(Stored items)

================================

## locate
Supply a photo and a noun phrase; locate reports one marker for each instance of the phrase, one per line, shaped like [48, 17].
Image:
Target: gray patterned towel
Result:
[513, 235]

================================

What is expected
Reproduce the listing above in full, requests included, raising every point coordinate in its answers by 143 and leaving all other numbers unchanged.

Task response
## locate
Supply a photo and a noun phrase; locate reports one marker for each instance of the phrase, one per line, shaped like [48, 17].
Image:
Target: gray patterned towel
Result:
[656, 378]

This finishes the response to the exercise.